Gather every row below that contains the string "head". Case counts.

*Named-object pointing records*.
>> Start
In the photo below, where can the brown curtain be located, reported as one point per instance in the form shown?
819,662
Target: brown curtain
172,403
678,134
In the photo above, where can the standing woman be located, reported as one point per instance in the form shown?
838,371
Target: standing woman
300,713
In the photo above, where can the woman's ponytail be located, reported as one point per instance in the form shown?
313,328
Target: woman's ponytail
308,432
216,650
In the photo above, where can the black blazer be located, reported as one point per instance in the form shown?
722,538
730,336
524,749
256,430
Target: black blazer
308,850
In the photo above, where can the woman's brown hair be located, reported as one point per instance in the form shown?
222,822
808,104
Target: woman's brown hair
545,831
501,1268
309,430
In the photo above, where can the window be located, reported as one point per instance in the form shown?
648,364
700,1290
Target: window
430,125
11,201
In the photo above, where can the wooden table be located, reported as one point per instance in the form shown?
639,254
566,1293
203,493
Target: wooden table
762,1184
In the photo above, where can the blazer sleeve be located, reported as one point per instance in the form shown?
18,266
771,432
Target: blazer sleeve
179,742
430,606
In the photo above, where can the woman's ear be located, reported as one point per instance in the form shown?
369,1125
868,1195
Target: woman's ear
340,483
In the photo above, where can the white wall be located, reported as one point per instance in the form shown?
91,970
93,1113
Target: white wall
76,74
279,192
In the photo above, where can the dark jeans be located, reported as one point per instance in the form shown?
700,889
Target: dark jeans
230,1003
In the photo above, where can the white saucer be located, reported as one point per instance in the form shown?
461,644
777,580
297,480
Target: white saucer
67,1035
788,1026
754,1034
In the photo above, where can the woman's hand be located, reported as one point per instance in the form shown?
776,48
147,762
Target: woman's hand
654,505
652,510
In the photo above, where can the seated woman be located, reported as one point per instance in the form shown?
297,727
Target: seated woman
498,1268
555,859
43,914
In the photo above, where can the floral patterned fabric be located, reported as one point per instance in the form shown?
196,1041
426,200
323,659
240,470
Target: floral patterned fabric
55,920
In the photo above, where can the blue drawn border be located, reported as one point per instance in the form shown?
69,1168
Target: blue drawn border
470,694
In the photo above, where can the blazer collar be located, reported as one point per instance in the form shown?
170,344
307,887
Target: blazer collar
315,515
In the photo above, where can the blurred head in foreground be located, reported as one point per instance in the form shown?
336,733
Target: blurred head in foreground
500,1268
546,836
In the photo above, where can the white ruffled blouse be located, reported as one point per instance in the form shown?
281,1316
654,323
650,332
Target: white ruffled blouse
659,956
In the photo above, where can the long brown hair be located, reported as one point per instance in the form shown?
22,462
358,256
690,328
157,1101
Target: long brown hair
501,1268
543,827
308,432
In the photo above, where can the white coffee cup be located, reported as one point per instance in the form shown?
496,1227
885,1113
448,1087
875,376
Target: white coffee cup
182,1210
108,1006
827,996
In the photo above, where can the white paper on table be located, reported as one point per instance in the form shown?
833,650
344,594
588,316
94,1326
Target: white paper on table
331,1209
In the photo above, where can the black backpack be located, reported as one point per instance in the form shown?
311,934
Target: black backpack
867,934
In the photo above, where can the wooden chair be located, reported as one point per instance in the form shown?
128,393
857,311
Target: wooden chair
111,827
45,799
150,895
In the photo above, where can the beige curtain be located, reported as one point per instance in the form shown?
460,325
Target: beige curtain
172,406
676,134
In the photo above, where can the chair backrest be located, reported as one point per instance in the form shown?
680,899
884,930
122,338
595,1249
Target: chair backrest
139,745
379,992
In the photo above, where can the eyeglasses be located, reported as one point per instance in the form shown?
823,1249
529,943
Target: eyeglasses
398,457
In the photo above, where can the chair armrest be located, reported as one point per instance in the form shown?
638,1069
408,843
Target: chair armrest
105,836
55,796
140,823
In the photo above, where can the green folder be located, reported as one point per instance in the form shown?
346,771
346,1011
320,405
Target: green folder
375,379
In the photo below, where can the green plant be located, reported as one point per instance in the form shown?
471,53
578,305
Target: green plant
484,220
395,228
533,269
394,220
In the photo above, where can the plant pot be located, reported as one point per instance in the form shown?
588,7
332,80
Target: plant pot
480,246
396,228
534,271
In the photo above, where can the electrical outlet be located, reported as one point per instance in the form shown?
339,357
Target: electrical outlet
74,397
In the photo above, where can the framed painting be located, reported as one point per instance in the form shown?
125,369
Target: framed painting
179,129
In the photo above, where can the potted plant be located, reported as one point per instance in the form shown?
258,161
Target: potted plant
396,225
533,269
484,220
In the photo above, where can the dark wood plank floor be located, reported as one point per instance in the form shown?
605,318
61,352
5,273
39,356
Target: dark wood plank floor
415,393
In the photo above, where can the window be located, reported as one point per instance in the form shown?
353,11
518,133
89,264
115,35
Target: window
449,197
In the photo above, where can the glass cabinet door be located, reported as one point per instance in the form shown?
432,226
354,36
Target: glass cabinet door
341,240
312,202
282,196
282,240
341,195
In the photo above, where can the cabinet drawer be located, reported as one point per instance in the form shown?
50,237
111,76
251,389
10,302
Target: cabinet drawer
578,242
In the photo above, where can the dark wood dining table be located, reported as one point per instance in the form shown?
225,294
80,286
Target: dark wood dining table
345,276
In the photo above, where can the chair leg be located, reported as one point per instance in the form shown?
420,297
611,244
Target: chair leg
>> End
>> Start
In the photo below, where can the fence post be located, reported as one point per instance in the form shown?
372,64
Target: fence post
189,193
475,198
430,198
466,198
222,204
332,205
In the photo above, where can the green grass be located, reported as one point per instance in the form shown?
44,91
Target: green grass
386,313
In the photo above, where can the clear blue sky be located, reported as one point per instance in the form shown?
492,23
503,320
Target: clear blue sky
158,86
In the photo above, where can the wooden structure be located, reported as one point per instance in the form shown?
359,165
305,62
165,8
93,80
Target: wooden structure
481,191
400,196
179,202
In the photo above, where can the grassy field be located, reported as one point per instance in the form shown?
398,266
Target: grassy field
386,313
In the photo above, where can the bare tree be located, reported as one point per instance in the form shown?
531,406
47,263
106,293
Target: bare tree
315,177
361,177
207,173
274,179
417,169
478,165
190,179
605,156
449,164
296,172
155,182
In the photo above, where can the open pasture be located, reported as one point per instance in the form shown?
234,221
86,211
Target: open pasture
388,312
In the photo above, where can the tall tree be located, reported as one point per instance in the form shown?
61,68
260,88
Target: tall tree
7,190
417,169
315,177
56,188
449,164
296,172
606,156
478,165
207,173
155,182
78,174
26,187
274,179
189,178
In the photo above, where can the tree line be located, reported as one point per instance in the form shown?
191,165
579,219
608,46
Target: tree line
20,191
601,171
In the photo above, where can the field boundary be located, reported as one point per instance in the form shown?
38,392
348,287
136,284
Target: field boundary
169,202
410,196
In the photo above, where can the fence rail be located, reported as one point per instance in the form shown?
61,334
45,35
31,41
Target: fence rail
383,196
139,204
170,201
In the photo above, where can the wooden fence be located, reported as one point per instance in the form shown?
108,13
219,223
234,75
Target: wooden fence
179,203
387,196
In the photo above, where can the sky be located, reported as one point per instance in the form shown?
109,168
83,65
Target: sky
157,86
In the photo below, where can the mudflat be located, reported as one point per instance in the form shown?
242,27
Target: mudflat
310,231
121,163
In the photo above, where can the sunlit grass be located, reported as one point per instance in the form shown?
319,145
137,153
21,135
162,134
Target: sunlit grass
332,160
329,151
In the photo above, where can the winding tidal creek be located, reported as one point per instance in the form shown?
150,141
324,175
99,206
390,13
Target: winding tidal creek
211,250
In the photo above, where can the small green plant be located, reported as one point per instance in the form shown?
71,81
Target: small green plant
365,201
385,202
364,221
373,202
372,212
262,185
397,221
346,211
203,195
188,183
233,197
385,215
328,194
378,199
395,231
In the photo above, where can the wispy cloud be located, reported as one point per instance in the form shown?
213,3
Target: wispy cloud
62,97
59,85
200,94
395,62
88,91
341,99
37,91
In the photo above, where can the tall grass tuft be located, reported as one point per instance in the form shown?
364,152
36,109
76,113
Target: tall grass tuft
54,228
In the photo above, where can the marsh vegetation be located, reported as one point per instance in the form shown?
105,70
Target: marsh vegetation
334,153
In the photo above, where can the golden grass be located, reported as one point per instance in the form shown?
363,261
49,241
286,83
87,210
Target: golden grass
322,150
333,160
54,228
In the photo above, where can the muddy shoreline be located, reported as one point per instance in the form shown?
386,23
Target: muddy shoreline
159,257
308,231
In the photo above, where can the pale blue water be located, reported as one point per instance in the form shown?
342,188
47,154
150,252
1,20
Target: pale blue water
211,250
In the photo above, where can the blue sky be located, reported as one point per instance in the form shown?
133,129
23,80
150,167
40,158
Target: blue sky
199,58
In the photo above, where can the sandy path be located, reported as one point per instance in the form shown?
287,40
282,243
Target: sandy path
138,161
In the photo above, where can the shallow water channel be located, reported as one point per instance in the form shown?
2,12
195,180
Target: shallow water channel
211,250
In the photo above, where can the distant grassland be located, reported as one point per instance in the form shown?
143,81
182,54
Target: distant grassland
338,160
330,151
>> End
*The result*.
In the photo above, where can the blurred head in foreground be located, reported as one point per instance in the form shown?
Target: blurred head in foreground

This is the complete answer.